Stored data entries:
>>

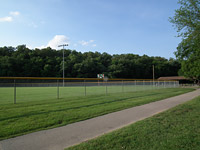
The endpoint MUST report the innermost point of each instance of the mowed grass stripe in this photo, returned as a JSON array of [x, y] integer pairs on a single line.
[[36, 115], [77, 104], [177, 128]]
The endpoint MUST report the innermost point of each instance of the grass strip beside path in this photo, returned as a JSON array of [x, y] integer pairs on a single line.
[[177, 128], [26, 117]]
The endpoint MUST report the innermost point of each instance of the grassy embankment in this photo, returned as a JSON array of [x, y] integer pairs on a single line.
[[175, 129], [36, 114]]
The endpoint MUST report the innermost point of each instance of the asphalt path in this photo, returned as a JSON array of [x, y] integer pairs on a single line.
[[66, 136]]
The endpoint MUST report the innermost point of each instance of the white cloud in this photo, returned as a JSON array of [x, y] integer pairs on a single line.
[[57, 40], [9, 18], [87, 43], [14, 13], [6, 19]]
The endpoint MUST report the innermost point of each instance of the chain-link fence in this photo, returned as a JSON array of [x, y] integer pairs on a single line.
[[18, 89]]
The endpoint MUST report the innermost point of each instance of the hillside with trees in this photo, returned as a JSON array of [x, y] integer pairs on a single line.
[[187, 22], [24, 62]]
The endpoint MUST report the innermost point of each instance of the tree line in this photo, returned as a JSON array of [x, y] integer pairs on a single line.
[[21, 61], [187, 22]]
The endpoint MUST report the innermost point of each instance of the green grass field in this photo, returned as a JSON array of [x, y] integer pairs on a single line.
[[27, 94], [175, 129], [38, 109]]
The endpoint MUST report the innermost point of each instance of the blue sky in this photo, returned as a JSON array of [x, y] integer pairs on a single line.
[[112, 26]]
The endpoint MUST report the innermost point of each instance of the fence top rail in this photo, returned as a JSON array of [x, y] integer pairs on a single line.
[[59, 78]]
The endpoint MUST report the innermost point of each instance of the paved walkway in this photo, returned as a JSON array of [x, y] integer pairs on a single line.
[[62, 137]]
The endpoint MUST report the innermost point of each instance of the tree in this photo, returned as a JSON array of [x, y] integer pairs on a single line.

<<

Brief >> When repeating the entries, leave out every picture and keep the rest exact.

Exercise result >>
The endpoint MUST report the innermost point of each instance of the mowed grass stripe in this photo, returned as a JSON array of [x, y] integer pairs on a single line.
[[36, 115], [77, 104], [177, 128]]
The endpoint MUST report the innermost point of each instance of the grass strip beside path in this photo, returned as a JSON array of [x, y] integer pairs on a single line.
[[177, 128], [26, 117]]
The endpoint MUST report the innermost point of each instance of the grassy embankment in this photo, returned as a JSON array of [x, y] integer pairs on a single line.
[[175, 129], [36, 114]]
The endpoint MUST report the innermost point of each instance of the asphalt path in this photo, returned as a JSON array of [x, y] integer pairs on a single line.
[[66, 136]]
The endpoint MUST report the innermost point of each instance of the white cloud in this photo, returned as a JSON array of [x, y] integer pairs on a single line.
[[57, 40], [9, 18], [87, 43], [14, 13], [6, 19]]
The endpoint MUST report the innermost point of each instance of the chain-link fence in this photo, returned as a JSON array of [x, y] integer pairs on a single line.
[[18, 89]]
The endpoint MUST report the innermost point of each instance of the hillside with trees in this photo, returned as a JSON array of [x, y] integer pairs on a single line.
[[187, 22], [24, 62]]
The endpoint MUST report the innermost point of each instance of the tree line in this photo, returned as a JSON array of [x, y] integer pairs on a single line.
[[21, 61], [187, 22]]
The endpoint MUST report the innermost point of each instance of the green grass field in this photo, returned as a JSON array of [x, y] integer pairs on a single line.
[[27, 94], [175, 129], [38, 109]]
The endpoint MUST report the innermost point of each instance of the blue sky in this photo, returned as a JSON array of [x, y] integer pairs on a single line.
[[112, 26]]
The endpoint MUST report the innermost point of each instance of the fence top rail in this photo, returned as a JSON array of [x, y] integer pairs on a single line.
[[59, 78]]
The endpoint MUST report the innermost point of each instance of the paved walkway in this photo, returned as a JSON array of [x, y] integer pairs on a single line.
[[62, 137]]
The endpoint MUST report the innermost point of each instance of the tree in this photo, returned as a JSON array of [x, y] integer pairs on a single line.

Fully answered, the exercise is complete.